-- About this task --
A line below contains "positive clicks: (101, 207)", and a later one contains "150L116 146L107 157L87". Repeat both, with every line between them, exactly.

-- Stored records --
+++

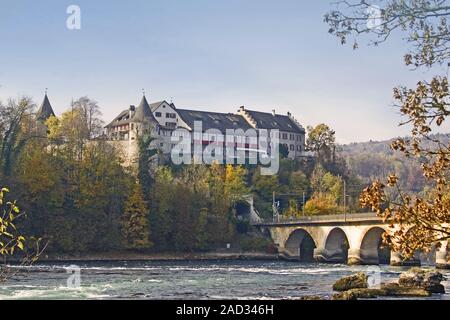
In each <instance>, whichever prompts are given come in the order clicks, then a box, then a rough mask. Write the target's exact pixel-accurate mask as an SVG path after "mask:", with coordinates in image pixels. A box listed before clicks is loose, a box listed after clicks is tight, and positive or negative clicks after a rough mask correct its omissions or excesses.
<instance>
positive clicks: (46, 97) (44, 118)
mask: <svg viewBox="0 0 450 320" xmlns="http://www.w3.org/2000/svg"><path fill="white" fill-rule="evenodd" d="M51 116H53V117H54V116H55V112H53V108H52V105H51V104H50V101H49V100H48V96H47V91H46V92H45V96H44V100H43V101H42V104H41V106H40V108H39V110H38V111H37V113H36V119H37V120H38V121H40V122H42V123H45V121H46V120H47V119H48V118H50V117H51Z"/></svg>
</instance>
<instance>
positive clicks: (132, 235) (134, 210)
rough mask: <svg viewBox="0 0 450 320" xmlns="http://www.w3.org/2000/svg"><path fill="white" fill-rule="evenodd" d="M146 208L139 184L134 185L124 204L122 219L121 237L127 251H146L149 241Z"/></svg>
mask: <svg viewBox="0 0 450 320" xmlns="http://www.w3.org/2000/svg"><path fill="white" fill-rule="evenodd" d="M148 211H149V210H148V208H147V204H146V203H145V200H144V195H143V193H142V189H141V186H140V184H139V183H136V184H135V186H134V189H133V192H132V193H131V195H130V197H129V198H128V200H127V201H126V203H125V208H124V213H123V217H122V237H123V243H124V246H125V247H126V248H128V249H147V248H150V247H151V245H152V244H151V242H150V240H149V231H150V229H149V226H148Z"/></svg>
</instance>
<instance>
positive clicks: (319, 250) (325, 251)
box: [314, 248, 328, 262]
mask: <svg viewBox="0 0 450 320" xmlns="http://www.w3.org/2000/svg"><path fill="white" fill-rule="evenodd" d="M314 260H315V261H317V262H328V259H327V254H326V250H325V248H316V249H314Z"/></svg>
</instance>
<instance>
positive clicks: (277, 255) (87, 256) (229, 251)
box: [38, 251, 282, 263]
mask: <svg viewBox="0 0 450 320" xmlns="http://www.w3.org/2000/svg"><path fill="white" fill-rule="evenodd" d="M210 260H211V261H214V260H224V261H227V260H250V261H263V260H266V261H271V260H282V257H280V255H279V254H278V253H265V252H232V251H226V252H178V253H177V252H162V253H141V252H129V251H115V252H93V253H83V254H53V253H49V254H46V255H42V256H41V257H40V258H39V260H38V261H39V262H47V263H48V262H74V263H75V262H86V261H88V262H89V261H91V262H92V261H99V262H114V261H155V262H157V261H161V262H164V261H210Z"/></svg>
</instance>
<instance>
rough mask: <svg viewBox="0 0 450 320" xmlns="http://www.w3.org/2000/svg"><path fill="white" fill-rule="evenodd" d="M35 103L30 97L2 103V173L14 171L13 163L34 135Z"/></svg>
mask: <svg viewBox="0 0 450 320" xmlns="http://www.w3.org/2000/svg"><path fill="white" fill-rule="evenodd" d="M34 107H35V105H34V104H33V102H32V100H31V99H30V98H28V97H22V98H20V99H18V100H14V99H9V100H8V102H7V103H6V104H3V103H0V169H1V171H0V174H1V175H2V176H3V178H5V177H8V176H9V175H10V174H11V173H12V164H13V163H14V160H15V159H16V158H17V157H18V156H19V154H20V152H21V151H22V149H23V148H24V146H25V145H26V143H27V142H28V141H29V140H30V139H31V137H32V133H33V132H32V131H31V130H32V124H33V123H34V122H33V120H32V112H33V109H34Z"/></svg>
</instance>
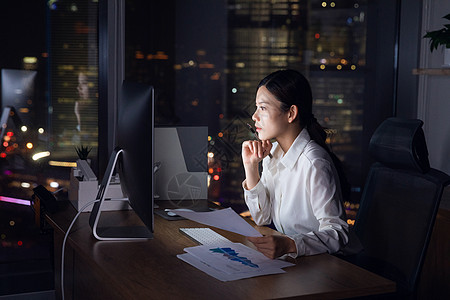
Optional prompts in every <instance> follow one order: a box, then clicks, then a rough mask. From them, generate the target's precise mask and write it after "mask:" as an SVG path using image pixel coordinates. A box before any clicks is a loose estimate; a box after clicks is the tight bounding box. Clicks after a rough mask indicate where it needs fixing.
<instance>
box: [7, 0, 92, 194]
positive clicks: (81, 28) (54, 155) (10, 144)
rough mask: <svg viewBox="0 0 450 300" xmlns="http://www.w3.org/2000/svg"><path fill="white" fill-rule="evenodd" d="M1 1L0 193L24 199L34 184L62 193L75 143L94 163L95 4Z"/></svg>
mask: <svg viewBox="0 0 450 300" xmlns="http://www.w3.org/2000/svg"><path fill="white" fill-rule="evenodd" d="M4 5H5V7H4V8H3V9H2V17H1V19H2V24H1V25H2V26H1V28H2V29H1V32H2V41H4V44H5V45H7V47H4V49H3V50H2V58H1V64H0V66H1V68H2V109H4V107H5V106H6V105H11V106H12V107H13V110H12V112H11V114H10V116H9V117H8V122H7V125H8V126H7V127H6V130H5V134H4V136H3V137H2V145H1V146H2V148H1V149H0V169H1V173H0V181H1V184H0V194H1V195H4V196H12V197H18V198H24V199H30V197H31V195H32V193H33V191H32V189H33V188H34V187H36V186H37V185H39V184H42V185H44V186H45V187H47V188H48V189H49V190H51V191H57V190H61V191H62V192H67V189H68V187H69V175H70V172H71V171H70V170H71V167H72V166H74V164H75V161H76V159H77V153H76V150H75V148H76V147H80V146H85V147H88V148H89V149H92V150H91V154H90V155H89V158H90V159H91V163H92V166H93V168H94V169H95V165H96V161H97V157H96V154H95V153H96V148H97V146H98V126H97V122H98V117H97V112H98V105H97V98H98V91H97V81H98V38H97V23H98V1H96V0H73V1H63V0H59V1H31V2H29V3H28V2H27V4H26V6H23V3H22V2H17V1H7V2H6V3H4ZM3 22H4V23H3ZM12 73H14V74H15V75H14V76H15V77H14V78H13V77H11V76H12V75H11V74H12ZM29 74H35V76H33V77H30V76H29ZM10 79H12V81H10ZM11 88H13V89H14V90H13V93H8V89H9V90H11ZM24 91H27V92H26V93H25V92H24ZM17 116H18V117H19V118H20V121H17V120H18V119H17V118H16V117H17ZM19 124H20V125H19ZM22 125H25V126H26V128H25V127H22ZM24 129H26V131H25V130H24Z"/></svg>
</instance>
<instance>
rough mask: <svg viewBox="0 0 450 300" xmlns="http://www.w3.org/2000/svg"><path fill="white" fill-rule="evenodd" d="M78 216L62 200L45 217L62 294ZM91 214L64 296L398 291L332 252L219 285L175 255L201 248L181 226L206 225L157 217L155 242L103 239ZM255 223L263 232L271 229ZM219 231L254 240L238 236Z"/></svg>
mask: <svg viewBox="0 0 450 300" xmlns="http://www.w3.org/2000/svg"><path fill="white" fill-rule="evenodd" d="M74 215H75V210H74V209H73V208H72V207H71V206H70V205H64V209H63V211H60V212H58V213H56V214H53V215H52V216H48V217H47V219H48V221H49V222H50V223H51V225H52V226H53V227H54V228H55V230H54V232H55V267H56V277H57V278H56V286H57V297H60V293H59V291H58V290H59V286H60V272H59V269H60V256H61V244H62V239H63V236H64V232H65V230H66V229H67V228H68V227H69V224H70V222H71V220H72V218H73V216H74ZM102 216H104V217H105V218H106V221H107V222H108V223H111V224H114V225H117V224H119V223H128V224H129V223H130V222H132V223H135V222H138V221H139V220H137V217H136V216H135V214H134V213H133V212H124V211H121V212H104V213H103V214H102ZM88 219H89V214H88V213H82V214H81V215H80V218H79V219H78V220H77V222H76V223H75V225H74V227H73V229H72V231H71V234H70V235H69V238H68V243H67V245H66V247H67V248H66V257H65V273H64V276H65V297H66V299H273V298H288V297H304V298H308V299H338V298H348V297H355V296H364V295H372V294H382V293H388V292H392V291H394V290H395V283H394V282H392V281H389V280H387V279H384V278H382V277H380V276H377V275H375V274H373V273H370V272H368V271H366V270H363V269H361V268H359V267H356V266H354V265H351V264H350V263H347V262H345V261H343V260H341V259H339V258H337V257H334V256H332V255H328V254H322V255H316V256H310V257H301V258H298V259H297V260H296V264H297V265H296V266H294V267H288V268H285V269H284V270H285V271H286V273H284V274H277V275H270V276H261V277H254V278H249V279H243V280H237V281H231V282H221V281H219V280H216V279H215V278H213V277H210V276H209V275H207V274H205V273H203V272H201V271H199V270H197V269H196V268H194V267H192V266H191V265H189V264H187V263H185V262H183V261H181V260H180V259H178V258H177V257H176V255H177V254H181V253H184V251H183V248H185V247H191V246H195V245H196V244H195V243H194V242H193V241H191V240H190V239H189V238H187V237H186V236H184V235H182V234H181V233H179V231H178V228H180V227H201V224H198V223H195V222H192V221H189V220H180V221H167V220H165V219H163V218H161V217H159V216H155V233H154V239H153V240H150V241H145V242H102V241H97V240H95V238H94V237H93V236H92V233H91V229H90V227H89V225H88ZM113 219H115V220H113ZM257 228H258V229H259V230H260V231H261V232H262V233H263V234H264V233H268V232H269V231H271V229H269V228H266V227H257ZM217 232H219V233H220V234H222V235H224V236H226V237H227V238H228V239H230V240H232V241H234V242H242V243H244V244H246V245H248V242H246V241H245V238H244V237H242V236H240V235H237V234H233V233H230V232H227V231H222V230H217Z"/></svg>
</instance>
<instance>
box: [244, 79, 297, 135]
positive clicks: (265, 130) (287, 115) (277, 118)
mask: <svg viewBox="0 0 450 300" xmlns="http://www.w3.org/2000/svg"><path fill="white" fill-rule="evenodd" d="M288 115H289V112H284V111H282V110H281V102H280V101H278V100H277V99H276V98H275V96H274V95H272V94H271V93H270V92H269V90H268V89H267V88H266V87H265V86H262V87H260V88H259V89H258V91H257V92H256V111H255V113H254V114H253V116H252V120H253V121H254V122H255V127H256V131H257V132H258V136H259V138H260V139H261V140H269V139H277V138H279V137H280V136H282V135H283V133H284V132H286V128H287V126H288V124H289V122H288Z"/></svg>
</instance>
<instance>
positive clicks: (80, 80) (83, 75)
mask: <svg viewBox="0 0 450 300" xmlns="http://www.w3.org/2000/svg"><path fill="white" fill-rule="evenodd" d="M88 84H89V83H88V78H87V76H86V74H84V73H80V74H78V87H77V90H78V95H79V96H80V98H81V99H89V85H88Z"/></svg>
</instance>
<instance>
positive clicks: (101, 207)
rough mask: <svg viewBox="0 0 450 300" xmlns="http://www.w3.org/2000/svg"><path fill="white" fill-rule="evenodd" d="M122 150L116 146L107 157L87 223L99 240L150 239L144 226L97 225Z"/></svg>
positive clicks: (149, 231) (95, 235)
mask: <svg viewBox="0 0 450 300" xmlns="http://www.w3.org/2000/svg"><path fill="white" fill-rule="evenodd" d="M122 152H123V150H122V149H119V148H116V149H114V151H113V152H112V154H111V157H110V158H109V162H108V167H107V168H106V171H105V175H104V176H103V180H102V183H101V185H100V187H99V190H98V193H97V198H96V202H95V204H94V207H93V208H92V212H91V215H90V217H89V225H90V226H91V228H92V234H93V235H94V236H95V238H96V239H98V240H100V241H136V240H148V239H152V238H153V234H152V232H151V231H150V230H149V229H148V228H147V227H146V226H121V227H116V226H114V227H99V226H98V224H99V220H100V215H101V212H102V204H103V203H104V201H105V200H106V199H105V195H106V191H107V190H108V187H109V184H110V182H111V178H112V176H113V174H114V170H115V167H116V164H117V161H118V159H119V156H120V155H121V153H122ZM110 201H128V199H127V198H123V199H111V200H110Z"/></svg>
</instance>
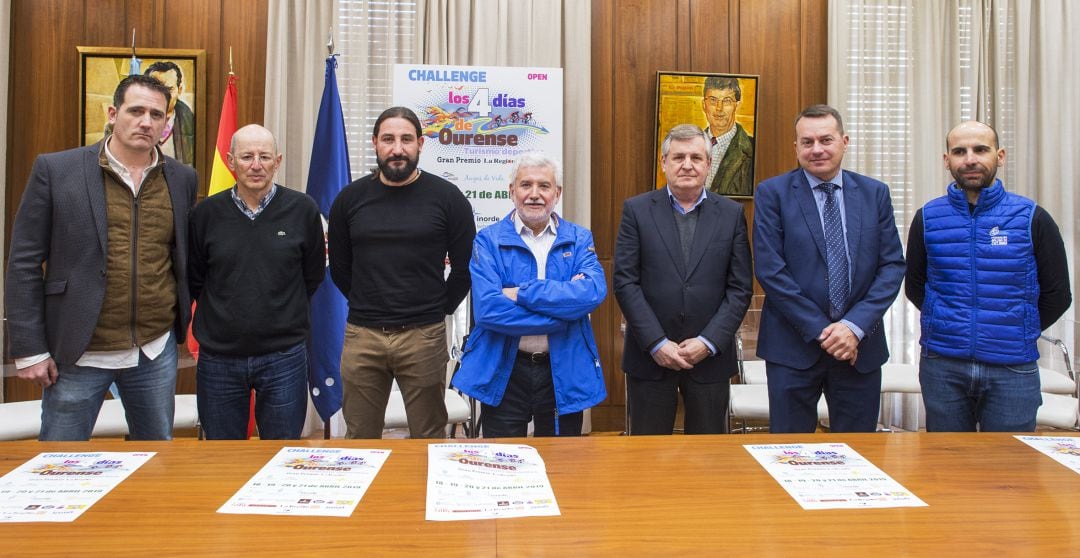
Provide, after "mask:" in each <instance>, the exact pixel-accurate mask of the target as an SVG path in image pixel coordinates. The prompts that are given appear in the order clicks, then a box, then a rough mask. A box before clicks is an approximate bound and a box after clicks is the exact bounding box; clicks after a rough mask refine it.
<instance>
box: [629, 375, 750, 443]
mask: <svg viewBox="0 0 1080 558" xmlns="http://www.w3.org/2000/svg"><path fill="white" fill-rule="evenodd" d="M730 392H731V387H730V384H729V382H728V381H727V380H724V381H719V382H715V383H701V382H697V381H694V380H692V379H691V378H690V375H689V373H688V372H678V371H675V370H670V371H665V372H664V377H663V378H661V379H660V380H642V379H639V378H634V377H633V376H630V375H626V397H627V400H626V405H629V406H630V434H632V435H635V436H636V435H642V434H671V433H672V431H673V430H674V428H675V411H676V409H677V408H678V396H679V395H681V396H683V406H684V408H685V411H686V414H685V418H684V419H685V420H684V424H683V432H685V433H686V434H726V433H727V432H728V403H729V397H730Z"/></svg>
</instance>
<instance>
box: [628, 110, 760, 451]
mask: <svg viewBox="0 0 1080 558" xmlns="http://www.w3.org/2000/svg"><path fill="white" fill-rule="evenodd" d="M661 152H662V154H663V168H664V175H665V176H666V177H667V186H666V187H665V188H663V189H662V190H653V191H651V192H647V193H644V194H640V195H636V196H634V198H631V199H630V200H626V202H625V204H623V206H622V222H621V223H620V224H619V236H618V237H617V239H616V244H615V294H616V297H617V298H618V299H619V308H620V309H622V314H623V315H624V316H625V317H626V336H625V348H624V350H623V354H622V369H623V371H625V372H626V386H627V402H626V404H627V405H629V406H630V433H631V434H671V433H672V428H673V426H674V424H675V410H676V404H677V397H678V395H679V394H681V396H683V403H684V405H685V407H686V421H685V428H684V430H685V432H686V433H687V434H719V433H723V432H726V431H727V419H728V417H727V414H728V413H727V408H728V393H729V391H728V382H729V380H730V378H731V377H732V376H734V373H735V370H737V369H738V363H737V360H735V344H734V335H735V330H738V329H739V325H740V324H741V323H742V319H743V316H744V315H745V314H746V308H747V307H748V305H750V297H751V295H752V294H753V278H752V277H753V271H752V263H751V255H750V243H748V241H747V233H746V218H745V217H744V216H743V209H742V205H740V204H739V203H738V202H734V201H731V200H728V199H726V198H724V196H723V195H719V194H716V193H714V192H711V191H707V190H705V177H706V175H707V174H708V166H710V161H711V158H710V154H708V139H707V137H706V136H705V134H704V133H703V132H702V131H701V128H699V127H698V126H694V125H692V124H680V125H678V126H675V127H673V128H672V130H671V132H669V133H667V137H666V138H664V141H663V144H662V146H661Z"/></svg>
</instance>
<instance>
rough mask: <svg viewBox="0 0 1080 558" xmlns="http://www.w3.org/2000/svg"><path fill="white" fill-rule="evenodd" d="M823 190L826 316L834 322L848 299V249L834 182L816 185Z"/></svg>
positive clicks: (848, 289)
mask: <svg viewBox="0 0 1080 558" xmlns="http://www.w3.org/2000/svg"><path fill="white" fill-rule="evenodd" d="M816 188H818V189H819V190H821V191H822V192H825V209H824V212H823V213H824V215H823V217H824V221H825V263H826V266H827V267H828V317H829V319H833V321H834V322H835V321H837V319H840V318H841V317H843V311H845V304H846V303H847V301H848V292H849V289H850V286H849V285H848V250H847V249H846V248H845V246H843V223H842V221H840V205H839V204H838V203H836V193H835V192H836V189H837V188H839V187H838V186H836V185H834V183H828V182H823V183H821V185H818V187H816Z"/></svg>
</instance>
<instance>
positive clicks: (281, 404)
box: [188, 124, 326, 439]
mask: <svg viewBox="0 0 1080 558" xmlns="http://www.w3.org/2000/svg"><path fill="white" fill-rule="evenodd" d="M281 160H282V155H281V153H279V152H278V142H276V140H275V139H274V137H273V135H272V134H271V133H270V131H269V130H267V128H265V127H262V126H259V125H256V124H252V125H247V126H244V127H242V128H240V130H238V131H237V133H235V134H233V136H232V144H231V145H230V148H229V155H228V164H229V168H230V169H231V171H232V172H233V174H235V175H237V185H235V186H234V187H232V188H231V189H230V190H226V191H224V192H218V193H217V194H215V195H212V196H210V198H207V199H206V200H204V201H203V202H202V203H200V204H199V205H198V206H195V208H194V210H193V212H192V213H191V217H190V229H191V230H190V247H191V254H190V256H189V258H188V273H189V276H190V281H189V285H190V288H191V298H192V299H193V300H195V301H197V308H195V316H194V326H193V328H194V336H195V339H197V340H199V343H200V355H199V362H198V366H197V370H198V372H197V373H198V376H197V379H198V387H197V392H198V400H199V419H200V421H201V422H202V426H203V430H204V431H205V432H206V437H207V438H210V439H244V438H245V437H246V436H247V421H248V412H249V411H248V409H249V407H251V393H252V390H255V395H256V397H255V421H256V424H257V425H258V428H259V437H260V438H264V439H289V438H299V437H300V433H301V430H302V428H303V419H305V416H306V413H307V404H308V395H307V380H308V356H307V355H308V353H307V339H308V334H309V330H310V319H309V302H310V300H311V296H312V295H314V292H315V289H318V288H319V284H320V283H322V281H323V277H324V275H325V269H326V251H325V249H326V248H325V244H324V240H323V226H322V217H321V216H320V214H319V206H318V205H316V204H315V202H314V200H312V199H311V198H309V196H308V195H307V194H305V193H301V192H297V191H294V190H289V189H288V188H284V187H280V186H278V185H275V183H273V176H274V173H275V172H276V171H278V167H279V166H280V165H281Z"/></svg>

+++

-- Solution to the exercise --
positive clicks: (101, 207)
rough mask: <svg viewBox="0 0 450 300" xmlns="http://www.w3.org/2000/svg"><path fill="white" fill-rule="evenodd" d="M122 150L116 146L107 157L87 223L99 240L150 239L144 226L97 225Z"/></svg>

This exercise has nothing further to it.